### TEXT BLOCK
------------------------------------------------------------

How does someone handle a damaged child? Yes, I said it - damaged. 'Damaged' is not an adjective we like to use when describing children, let alone your own. Children are meant to be sweet, whole, innocent, precocious at best, whimsical and other good adjectives that can be applied; but damaged is not one of them. If I am being honest with myself, it is the best word I can use to describe our youngest son.
My husband and I made the fateful decision 6 years ago to make J a part of our family. Our two oldest sons were in their late teens and taking on a two-year-old would be like starting over. However we prayed about it, well I mostly prayed about it, and it was placed on my heart to have J become a part of our family. Although it was placed on my heart, we did have a family meeting to discuss it before proceeding to move forward. My husband and I even flew out to another state to meet J to be sure if we really wanted to pursue it.
As a registered nurse with a master's degree and having taught several classes on mental illness, I knew J could possibly have some issues. Little did we know. What I knew about mental illness mostly applied to adults, very little (except for Erickson life stages - for all you nurses out there) did I know about children. However, we are learning.

------------------------------------------------------------

### PROVIDED INFORMATION
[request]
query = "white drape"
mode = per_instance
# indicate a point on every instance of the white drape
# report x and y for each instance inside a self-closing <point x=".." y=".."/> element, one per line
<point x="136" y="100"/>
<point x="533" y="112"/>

------------------------------------------------------------

### TASK
Continue the account of raising the youngest son, J, starting after its last sentence, "However, we are learning."

### EXPECTED OUTPUT
J did not come to us whole. Despite his outward appearance- bright blue eyes, long dark brown eyelashes and freckled cheeks, J was broken. Now, I may get flack for stating such a thing about a child. After all, who wants to admit their son or daughter is broken? Knowing what I know - thank you Erickson, I felt I could fix him - my family could fix him. I felt his brokenness could be fixed with as much love and care as I could give him. If I just hugged him enough, bought him things, met his needs, etc., he would be healed, be whole again. I was wrong. It has been a tremendous learning process for myself and my family. Needless to say, I have prayed a lot and others have prayed for us.
The use of the adjectives 'damaged' and 'broken' is not to convey that J is a terrible child. He is not. There are many children just like him - full of potential and a desire to be kind. There are many parents full of love for their child, biological or otherwise, that are as frustrated, angry, and tired as we are. It is difficult and challenging dealing with a child who has been damaged and has mental illness as a result.
There are no magic words or processes that work for every child. The purpose of this blog is to share our experiences and allow a place for others to share theirs as well. This blog is dedicated to my son J.